Please print each record exactly, omitting none of them.

Input material ::
-------------------------

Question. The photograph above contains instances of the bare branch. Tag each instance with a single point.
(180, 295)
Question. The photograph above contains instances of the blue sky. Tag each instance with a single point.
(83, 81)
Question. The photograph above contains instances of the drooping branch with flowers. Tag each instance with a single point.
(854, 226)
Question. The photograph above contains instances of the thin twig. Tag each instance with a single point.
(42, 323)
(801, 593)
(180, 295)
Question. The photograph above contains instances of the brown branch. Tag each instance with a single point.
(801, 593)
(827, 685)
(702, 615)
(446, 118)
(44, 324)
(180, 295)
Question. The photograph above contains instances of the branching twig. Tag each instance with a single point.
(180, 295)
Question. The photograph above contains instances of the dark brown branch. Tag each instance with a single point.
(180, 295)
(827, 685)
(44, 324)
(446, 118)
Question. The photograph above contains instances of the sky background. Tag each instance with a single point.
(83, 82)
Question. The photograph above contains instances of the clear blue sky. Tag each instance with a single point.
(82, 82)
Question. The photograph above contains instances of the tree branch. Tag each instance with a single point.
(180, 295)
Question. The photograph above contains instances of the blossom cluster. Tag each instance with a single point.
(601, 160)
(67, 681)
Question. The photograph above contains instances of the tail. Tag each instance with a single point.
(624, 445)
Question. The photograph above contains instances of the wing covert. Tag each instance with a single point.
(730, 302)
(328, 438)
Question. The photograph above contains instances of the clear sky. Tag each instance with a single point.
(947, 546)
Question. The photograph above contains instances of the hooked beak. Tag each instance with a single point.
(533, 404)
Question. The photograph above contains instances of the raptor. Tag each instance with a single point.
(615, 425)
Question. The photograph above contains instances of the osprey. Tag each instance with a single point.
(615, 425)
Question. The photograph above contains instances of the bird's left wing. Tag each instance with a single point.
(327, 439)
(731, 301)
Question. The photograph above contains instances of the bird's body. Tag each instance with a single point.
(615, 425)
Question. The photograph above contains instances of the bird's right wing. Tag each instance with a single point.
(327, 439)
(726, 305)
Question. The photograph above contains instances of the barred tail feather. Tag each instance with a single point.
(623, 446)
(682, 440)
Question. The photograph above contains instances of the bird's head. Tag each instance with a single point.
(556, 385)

-------------------------

Reply ::
Question. The photograph above contains instances of the bare branch. Tag each instance with a single point.
(180, 295)
Question. The photograph above contains instances of the blue sky. Tag each instance with a single point.
(83, 81)
Question. The photograph above contains instances of the drooping branch with flowers. Tag each instance with a single point.
(854, 226)
Question. The photograph above contains instances of the thin twig. Tag each instance with a single point.
(42, 323)
(801, 593)
(180, 295)
Question. The photograph above contains instances of the brown branch. Tag each instance with a single point.
(801, 593)
(827, 685)
(702, 615)
(446, 118)
(44, 324)
(180, 295)
Question. The photograph above contains instances of the branching twig. Tag each instance with a single point.
(180, 295)
Question. The photograph above contains instances of the dark brown branch. Tag each instance with a single point.
(180, 295)
(827, 685)
(44, 324)
(446, 118)
Question. The photograph above contains instances of the sky background. Tag each instance with a single point.
(83, 82)
Question. The photograph above contains instances of the clear blue sky. Tag each instance with a single point.
(82, 82)
Question. The photograph above contains instances of the tree branch. Tag each instance with a single point.
(180, 295)
Question. The photograph above contains instances of the blossom cluster. Tag each instance with a single point.
(601, 160)
(67, 681)
Question. The photograph above contains instances of the tail. Tag each instance with a single point.
(624, 445)
Question. The photograph above contains instances of the wing covert. Tag each instance with a single point.
(730, 302)
(328, 438)
Question. The photograph above contains instances of the clear sky. Tag each instance with a single point.
(947, 546)
Question. The photograph above contains instances of the hooked beak. Tag each instance with a single point.
(533, 404)
Question. The photograph above contains instances of the raptor. Tag each instance with a single point.
(615, 425)
Question. The photograph above contains instances of the osprey. Tag each instance with a single point.
(615, 425)
Question. The photograph above contains instances of the bird's left wing. Tag each instance with a single point.
(327, 439)
(731, 301)
Question. The photograph above contains instances of the bird's body. Tag each instance with a single point.
(615, 425)
Question. The photograph above contains instances of the bird's right wing. Tag each instance with a single point.
(327, 439)
(726, 305)
Question. The photograph above contains instances of the barred tail feather. Tag each instance with a single point.
(623, 446)
(682, 440)
Question. The photograph above contains instances of the bird's head. Tag each instance with a single point.
(556, 385)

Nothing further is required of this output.